- What the exercise asks
Every entry should be reproduced precisely, with each picture left out.

Stored entries
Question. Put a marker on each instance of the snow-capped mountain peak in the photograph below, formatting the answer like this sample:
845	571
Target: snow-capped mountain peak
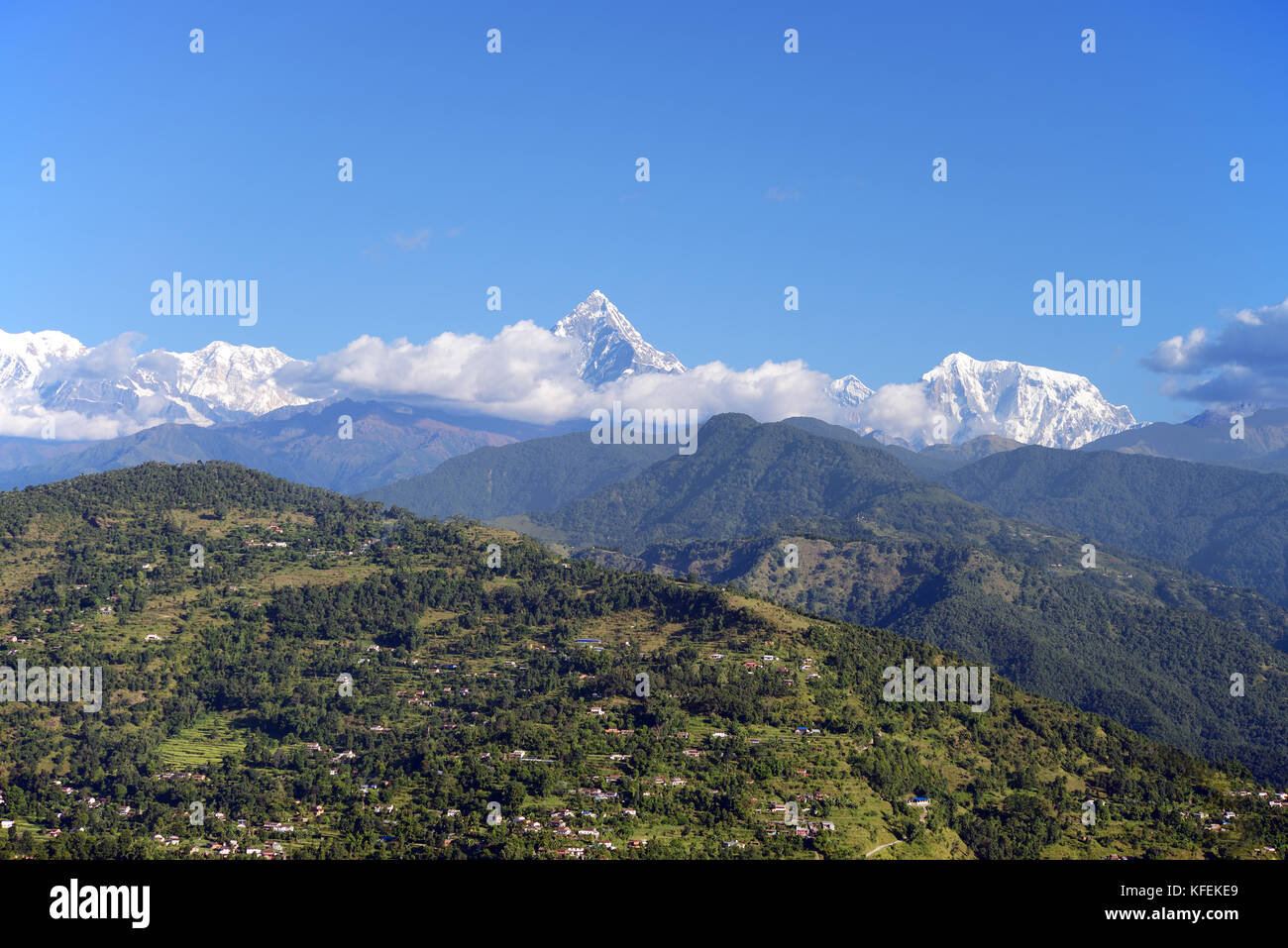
849	391
24	356
1025	403
237	377
606	346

- Solution for this task
Question. Put a marker on each instance of the snow-capped mountain peak in the photograph below, formatting the answer like this sample:
845	571
Target: snow-capped mountain peak
849	391
24	356
1025	403
237	377
606	346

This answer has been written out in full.